+++ Entries provided

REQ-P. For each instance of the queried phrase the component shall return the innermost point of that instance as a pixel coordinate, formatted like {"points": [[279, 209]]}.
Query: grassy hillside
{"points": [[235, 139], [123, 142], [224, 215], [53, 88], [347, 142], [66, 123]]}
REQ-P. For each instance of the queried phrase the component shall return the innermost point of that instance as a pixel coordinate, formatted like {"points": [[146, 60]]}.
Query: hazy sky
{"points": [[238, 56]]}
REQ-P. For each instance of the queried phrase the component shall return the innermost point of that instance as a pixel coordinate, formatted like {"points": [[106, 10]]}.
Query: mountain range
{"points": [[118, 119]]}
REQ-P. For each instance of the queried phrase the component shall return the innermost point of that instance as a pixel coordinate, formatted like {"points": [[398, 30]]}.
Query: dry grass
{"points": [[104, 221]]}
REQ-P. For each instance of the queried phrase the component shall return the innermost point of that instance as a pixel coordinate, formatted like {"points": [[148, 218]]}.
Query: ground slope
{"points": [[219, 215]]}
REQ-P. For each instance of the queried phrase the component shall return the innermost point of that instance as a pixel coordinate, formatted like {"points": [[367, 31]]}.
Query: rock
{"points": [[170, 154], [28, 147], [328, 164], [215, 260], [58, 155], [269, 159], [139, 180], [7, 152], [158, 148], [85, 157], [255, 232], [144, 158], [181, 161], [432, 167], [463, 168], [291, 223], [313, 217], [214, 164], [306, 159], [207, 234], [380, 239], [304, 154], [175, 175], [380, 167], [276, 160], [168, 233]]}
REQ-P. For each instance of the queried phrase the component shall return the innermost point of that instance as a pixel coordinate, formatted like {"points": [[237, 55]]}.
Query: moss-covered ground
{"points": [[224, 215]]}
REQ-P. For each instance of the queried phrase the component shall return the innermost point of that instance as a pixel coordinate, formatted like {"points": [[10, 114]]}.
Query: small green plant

++++++

** What needs to be done **
Pull out each line above that contains the word "coordinate", and copy those lines in full.

** Exercise solution **
REQ-P. For each instance of the queried phrase the component shall return the innermost point of that instance as a pixel coordinate, formatted like {"points": [[279, 209]]}.
REQ-P. For each instance of the queried phrase the component shall return the innermost point of that instance as a pixel coordinate, formatted like {"points": [[146, 60]]}.
REQ-P. For each instance of the queried phrase the component shall return the innermost point of that instance as a pixel coordinate, formatted like {"points": [[106, 10]]}.
REQ-P. For each instance of the queried phrase the component shall return the innermost point of that instance as a pixel coordinate, formatted like {"points": [[398, 30]]}.
REQ-P. For each instance of the queried phrase the component shall return the innermost point of that instance as a pixel coordinate, formatted like {"points": [[148, 218]]}.
REQ-P. For each instance of the queried phrase the component shall return the innermost point of that instance as a pixel coordinate, formatted like {"points": [[367, 31]]}.
REQ-P. For each instance of the queried phrase the component shall return the innermost point of that instance as a pixel coordinate, formatted like {"points": [[237, 55]]}.
REQ-P. For each instance of the queried phrase the component shall return the innermost point of that instance as a pixel coordinate, formatted like {"points": [[10, 114]]}.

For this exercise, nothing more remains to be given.